**** Texto do exercício

Nos fins de semana tenho os meus momentos Master Chef para a preparação das marmitas dos dias vindouros. Preciso de 7 em cada semana, pois quando tenho aulas pós-laborais necessito de trazer comigo almoço e jantar. Como há noites em que a competição por microondas pode ser feroz na instituição, opto por preparar para esses jantares pratos que podem ser consumidos frios. Uma vez que há frigorífico na empresa onde estou a estagiar, posso conservar os alimentos no frio durante o dia.

Faltam 19 semanas para, espero eu, respirar de alívio e começar a aproveitar um pouco melhor o tempo em que cá ando, com um trabalho digno. De acordo com a informação do portal da Segurança Social Direta, daqui a 24 anos e 4 meses reunirei condições para começar a usufruir da pensão de velhice, sem penalizações. Ainda tenho de ser produtiva durante um bom tempo.

Luta atrás de luta, está a chegar a hora de deixar de me sentir um parasita.

quinta-feira, 26 de janeiro de 2023

20 anos de ausência

Faz hoje 20 anos, era um domingo ensolarado e, dentro do quarto, na casa que lutou para construir, o meu pai começou a agoniar. Os rins estavam a entrar em falência. Às 17h20 deu-se a libertação. Não vou entrar em mais detalhes...

Revivo quase diariamente as horas desse maldito domingo e, apesar da dor gigante de ter assistido a tudo, se há algo de bom que se possa retirar da experiência, é que ele não esteve sozinho. Nós, por outro lado, pudemos acompanhá-lo na profunda dor que ele sentia, porque além da componente física, excruciante, não partiu em paz. Estava frustrado, pois achava que não tinha cumprido tudo o que faltava para nos libertar de preocupações.

Foi a verdadeira confrontação com a finitude, um momento em que emergiram um nojo e ódio profundos pela vida e a perceção de que somos criaturas insignificantes perante a física, a química, a biologia. Antes desse acontecimento não vivia num mundo de purpurinas. A dor do silêncio transformou-me. Preparou-me para novos silêncios que se seguiram.

Não se supera.

sexta-feira, 13 de janeiro de 2023

A ternura dos "entas"

Ontem completei mais uma translação ao Sol. A entrada nos "entas", iniciada em 2020, já está bem consolidada. Fui aprendendo com a vida a relativizar mais os acontecimentos, deixei de dar importância a pormenores que consumiam a minha beleza, a paciência para picuinhices reduziu drasticamente. Tenho esperança que ainda vou fazer umas coisas interessantes e sentir entusiasmo com novas descobertas.

********

Conjunto de tarefas:
a – No texto autobiográfico, explique em uma a três frases por que motivo a autora prepara pratos que podem ser consumidos frios para os jantares dos dias de aulas pós-laborais.
b – Continue o texto autobiográfico a partir da última frase apresentada.

**** Conjunto de registos

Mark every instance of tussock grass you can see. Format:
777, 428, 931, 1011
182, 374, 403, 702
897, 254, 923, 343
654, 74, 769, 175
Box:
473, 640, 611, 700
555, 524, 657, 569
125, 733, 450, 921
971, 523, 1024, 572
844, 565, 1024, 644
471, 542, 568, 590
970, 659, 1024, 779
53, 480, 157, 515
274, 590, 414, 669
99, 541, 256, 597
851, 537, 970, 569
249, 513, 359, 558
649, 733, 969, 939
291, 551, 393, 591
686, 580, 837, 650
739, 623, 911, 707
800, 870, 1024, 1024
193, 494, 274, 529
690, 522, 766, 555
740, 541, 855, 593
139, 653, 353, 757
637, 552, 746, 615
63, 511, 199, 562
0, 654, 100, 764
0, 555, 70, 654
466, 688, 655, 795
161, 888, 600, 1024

********

Respostas por tarefa:
a – Em certas noites, a competição pelos microondas na instituição pode ser feroz. Por isso, ela escolhe pratos que dispensam aquecimento. Como há frigorífico na empresa onde estagia, consegue conservá-los no frio durante o dia.

b –
Nos olhos começaram finalmente a aparecer algumas rugas acentuadas pelo sorriso, as madeixas brancas no cabelo vão multiplicando serenamente. As mazelas físicas mal resolvidas que foram surgindo ao longo dos anos dão por vezes sinais de vida, os problemas respiratórios diagnosticados logo na primeira consulta que tive, logo que nasci, vão voltando a acentuar-se, após um adormecimento aparente.

Quando era novinha, adorava ver e rever os álbuns fotográficos da família. Tenho algumas memórias registadas em suporte físico, maioritariamente tiradas quando vivia em França, onde revelar fotografias era mais acessível que em Portugal. Desde que me mudei para cá e até por volta dos 26 anos, parece que não existi. Da minha adolescência tenho umas apenas umas três fotografias tipo passe, por causa do cartão de estudante, dos tempos de universidade não tenho praticamente nada. Só quando comprei uma máquina fotográfica digital, penso que com 26 anos, é que voltei a ter registos. Apesar dos milhares de memórias estarem gravados em diversos suportes digitais, poucos são os que tomaram a forma de papel fotográfico. A diversidade e qualidade de imagem é imensa, comparativamente com os recursos limitados de que dispunha dantes, mas perdeu-se a magia da abertura de um álbum fotográfico, daquele barulho característico a virar cada página, do cuidado ao manipular as fotografias para não se estragarem. Fez ontem 43 anos que nasceu, algures em terras gaulesas, uma miúda com um ar assustador, toda arranhada na face, porque as suas mãozinhas não faziam outra coisa que não fosse desfazer a cara. Tenho uma cicatriz que se destaca na bochecha direita, feita por moi-même, no alto dos meus dois dias de idade. Durante muitos anos também se viam as que fiz no nariz, nesse mesmo dia, mas essas suavizaram depois dos 30 anos. Ainda atualmente, há alturas em que me apetece arrancar partes da cara, quando as alergias estão em alta. Há que manter a coerência!